# REQUIRED TASKS:
(a) Set down the stretch of the Calgary homelessness article from "Under the first" through "are currently homeless.", word for word.
(b) In the Calgary homelessness article, how many currently homeless people would the first stage of the city's plan house?
(c) Please extend the Calgary homelessness article past its final sentence.

# EXCERPTED TEXT:
= Beginning of Section =

Calgary

City plan could end homelessness in Calgary

City officials have a two step plan that they say could end homelessness in Calgary but it relies heavily on the federal and provincial governments buying in.

But federal and provincial governments would need to fund affordable housing plan

Mayor Naheed Nenshi says he has a two step plan to end homelessness in Calgary involving an opportunity in real estate created by the COVID-19 pandemic. (CBC)

City officials have a two step plan that they say could end homelessness in Calgary.

However it relies heavily on the federal and provincial governments buying in.

The city says the COVID-19 pandemic has created an opportunity that otherwise didn't exist on this file.

There are six hotels and numerous apartment buildings now for sale in Calgary.

Under the first stage of the city's plan, it would ask the federal government to contribute $46 million in capital dollars and $13 million in operating funds from its housing strategy.

That money would be used by the city to quickly acquire enough units to house 600 people who are currently homeless.

Under the second phase of the plan, Calgary would seek more than $500 million from the federal and provincial governments to build, acquire and partner with others to add another 4,800 non-profit units over the next several years.

"There's a tremendous opportunity right here, right now in Calgary," said Mayor Naheed Nenshi.

"There are 3,000 people on any given night in Calgary who are experiencing homelessness. We can put those 3,000 people in homes."

Savings to the shelter system

While it sounds like an expensive plan, Nenshi points out that the current shelter system is very expensive.

= End of Section =

Stored data entries

= Beginning of Section =

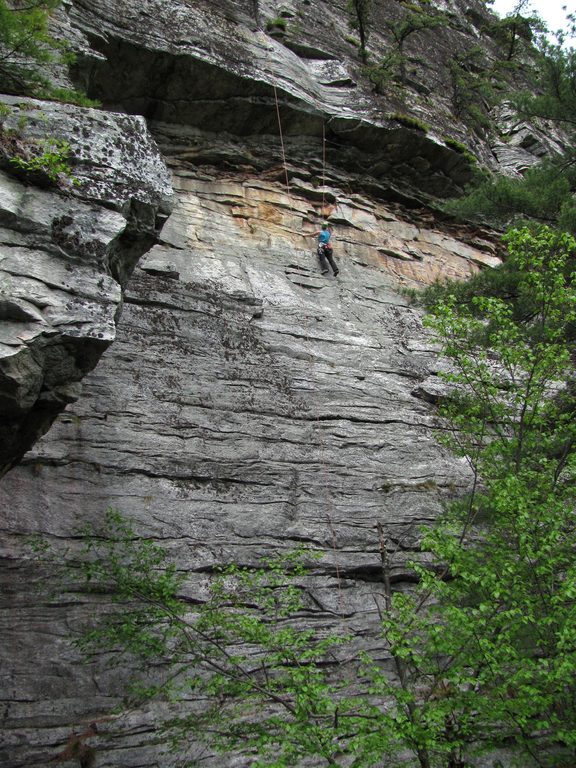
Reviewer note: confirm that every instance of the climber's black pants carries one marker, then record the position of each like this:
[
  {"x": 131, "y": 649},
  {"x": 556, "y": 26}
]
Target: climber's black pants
[{"x": 326, "y": 254}]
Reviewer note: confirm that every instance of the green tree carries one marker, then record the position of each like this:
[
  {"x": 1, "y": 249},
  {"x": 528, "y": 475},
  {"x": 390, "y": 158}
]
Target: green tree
[
  {"x": 359, "y": 14},
  {"x": 483, "y": 650},
  {"x": 416, "y": 16}
]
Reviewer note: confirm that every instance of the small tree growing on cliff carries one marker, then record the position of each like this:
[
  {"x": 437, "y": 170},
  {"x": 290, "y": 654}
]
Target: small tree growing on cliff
[
  {"x": 416, "y": 16},
  {"x": 359, "y": 14}
]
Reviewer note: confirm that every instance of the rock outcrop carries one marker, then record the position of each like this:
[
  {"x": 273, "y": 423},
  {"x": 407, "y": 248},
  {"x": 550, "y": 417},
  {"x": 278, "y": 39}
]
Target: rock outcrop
[
  {"x": 248, "y": 403},
  {"x": 66, "y": 252}
]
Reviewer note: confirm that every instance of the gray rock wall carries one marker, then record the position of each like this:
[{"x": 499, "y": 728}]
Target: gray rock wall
[
  {"x": 66, "y": 250},
  {"x": 248, "y": 404}
]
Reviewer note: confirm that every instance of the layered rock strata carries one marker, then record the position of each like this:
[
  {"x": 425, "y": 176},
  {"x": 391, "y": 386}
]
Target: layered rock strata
[
  {"x": 66, "y": 251},
  {"x": 248, "y": 404}
]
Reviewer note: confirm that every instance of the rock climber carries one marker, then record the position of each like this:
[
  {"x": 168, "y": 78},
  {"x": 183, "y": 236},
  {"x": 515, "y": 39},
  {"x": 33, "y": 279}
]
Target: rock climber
[{"x": 325, "y": 251}]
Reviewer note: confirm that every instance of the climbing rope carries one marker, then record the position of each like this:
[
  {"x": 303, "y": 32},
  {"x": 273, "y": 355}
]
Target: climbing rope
[
  {"x": 281, "y": 140},
  {"x": 323, "y": 166}
]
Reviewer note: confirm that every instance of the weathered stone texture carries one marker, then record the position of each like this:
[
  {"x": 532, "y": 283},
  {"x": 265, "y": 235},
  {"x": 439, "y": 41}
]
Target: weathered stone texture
[
  {"x": 65, "y": 253},
  {"x": 248, "y": 404}
]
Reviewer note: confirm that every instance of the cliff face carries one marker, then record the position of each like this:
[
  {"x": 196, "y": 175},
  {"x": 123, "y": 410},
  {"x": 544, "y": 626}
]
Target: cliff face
[
  {"x": 248, "y": 402},
  {"x": 65, "y": 255}
]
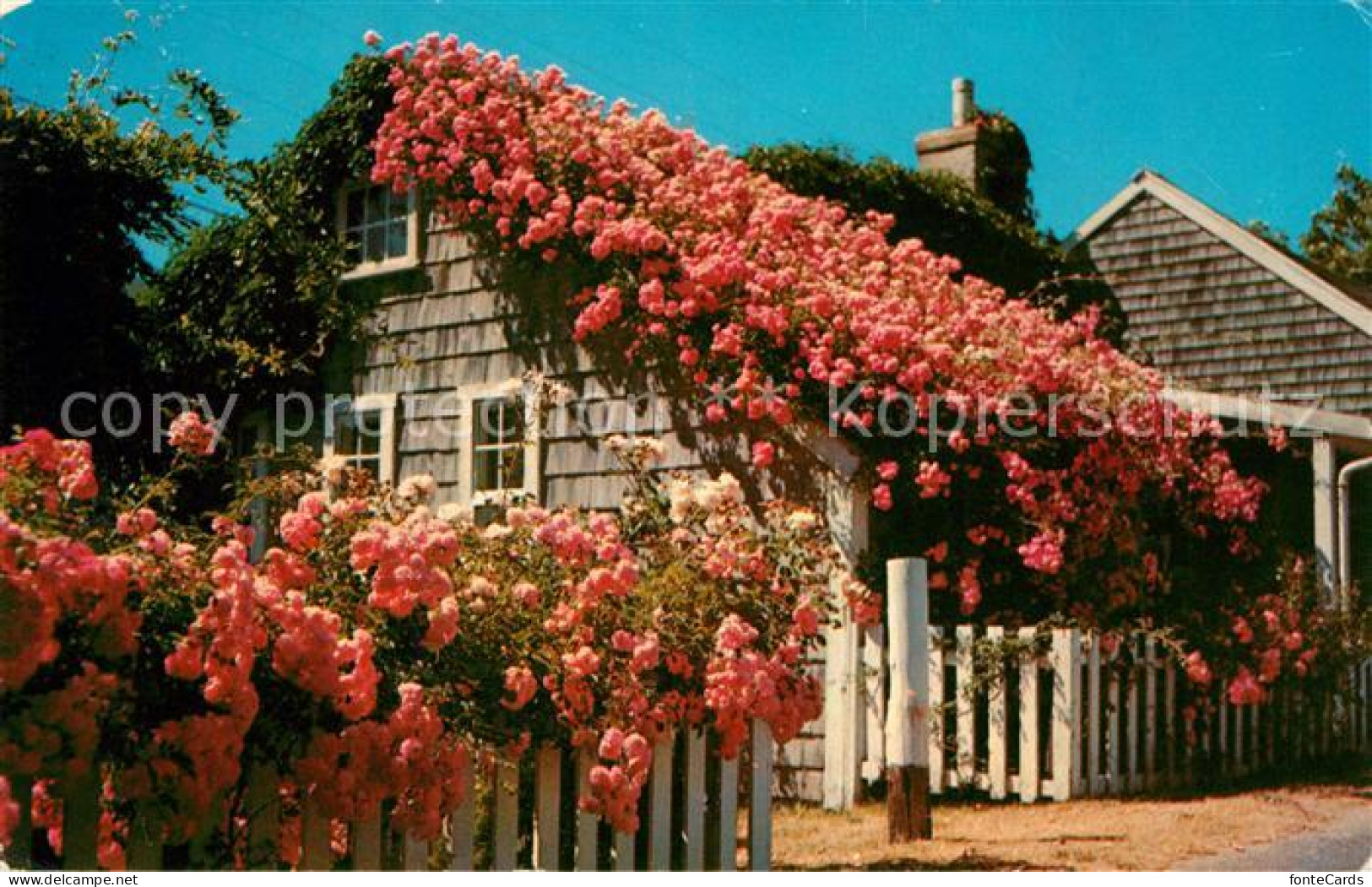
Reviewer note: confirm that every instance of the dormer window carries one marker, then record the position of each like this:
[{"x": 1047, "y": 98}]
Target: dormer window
[{"x": 379, "y": 228}]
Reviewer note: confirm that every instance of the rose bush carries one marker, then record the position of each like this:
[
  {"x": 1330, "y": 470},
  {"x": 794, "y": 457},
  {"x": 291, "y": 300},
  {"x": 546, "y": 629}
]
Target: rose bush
[
  {"x": 369, "y": 654},
  {"x": 1060, "y": 481}
]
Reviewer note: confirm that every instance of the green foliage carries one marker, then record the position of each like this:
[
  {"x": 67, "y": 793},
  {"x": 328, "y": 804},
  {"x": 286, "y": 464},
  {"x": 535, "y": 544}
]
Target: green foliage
[
  {"x": 1341, "y": 235},
  {"x": 951, "y": 219},
  {"x": 252, "y": 302},
  {"x": 81, "y": 192}
]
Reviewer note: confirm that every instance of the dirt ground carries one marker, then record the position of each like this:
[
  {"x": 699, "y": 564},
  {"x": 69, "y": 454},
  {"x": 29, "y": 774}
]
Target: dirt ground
[{"x": 1082, "y": 836}]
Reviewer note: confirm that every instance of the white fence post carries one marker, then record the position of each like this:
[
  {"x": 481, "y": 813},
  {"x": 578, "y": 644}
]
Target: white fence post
[
  {"x": 696, "y": 799},
  {"x": 937, "y": 700},
  {"x": 966, "y": 708},
  {"x": 907, "y": 713},
  {"x": 548, "y": 803},
  {"x": 461, "y": 823},
  {"x": 728, "y": 814},
  {"x": 998, "y": 715},
  {"x": 366, "y": 842},
  {"x": 660, "y": 806},
  {"x": 1028, "y": 738},
  {"x": 263, "y": 812},
  {"x": 1068, "y": 779},
  {"x": 759, "y": 806},
  {"x": 507, "y": 814},
  {"x": 314, "y": 836}
]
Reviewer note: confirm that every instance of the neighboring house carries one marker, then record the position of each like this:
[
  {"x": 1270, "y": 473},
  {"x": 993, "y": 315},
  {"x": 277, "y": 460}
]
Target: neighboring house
[{"x": 1246, "y": 331}]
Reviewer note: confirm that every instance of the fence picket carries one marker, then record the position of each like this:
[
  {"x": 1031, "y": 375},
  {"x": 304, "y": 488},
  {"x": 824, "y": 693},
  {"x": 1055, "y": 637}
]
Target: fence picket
[
  {"x": 728, "y": 814},
  {"x": 461, "y": 825},
  {"x": 759, "y": 808},
  {"x": 263, "y": 810},
  {"x": 1169, "y": 716},
  {"x": 937, "y": 738},
  {"x": 1113, "y": 724},
  {"x": 874, "y": 700},
  {"x": 143, "y": 849},
  {"x": 1028, "y": 722},
  {"x": 1066, "y": 715},
  {"x": 413, "y": 854},
  {"x": 696, "y": 799},
  {"x": 366, "y": 839},
  {"x": 1150, "y": 713},
  {"x": 548, "y": 803},
  {"x": 998, "y": 713},
  {"x": 19, "y": 850},
  {"x": 1093, "y": 733},
  {"x": 507, "y": 816},
  {"x": 1134, "y": 717},
  {"x": 966, "y": 702},
  {"x": 314, "y": 838},
  {"x": 660, "y": 806},
  {"x": 588, "y": 825}
]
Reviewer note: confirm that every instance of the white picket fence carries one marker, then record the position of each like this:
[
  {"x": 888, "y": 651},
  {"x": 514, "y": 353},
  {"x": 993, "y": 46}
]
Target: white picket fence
[
  {"x": 1065, "y": 717},
  {"x": 1055, "y": 715},
  {"x": 689, "y": 820}
]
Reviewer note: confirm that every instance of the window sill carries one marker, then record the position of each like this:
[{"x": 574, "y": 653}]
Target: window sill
[{"x": 377, "y": 269}]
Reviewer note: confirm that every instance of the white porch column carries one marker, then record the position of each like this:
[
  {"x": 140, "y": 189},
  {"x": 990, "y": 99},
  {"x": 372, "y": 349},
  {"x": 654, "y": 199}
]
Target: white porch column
[
  {"x": 844, "y": 709},
  {"x": 1326, "y": 463}
]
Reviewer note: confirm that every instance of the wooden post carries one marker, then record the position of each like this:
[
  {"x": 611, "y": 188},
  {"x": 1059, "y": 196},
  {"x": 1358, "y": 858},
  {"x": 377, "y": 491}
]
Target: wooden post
[
  {"x": 314, "y": 836},
  {"x": 1150, "y": 713},
  {"x": 263, "y": 810},
  {"x": 966, "y": 708},
  {"x": 937, "y": 737},
  {"x": 660, "y": 805},
  {"x": 366, "y": 843},
  {"x": 759, "y": 806},
  {"x": 19, "y": 850},
  {"x": 907, "y": 715},
  {"x": 728, "y": 814},
  {"x": 1068, "y": 776},
  {"x": 80, "y": 820},
  {"x": 1028, "y": 722},
  {"x": 548, "y": 803},
  {"x": 507, "y": 816},
  {"x": 461, "y": 823},
  {"x": 588, "y": 825},
  {"x": 696, "y": 801},
  {"x": 998, "y": 717}
]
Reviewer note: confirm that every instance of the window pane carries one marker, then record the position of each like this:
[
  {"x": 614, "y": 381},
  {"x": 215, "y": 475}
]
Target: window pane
[
  {"x": 355, "y": 208},
  {"x": 512, "y": 465},
  {"x": 486, "y": 470},
  {"x": 377, "y": 204},
  {"x": 399, "y": 204},
  {"x": 486, "y": 421},
  {"x": 344, "y": 436},
  {"x": 397, "y": 235},
  {"x": 375, "y": 250},
  {"x": 513, "y": 421}
]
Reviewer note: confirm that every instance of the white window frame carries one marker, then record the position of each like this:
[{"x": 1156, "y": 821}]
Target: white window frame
[
  {"x": 384, "y": 266},
  {"x": 469, "y": 397},
  {"x": 384, "y": 406}
]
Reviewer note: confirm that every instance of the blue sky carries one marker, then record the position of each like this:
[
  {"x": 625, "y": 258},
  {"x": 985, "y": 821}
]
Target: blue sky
[{"x": 1250, "y": 105}]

= End of Section =

# YOUR RESPONSES:
(a)
Under the first stage of the city's plan, it would ask the federal government to contribute $46 million in capital dollars and $13 million in operating funds from its housing strategy.

That money would be used by the city to quickly acquire enough units to house 600 people who are currently homeless.

(b) 600 people.

(c)
"If we can pull people out of that shelter system, that's actually savings to the whole system," said the mayor.

"Ultimately it will be better for the system and better for society as whole if we completely shift how we deal with people who are living homeless."

There are currently 22 new housing projects which are said to be construction-ready.

Those projects collectively would add 1,800 new units.

The balance of the plan called for the acquisition of empty buildings or leveraging the money to build more units.

Those measures could add another 1,000 units a year over the next three years.

The city estimates that going ahead with the entire plan would create 2,800 construction jobs in Calgary.

City council's intergovernmental affairs committee gave its support to the advocacy plan during its meeting on Thursday.

Nenshi said ideally, he would hear from the federal and provincial governments by this fall whether they're interested in investing in the plan.

About 50 per cent of all homeless people in Alberta are in Calgary.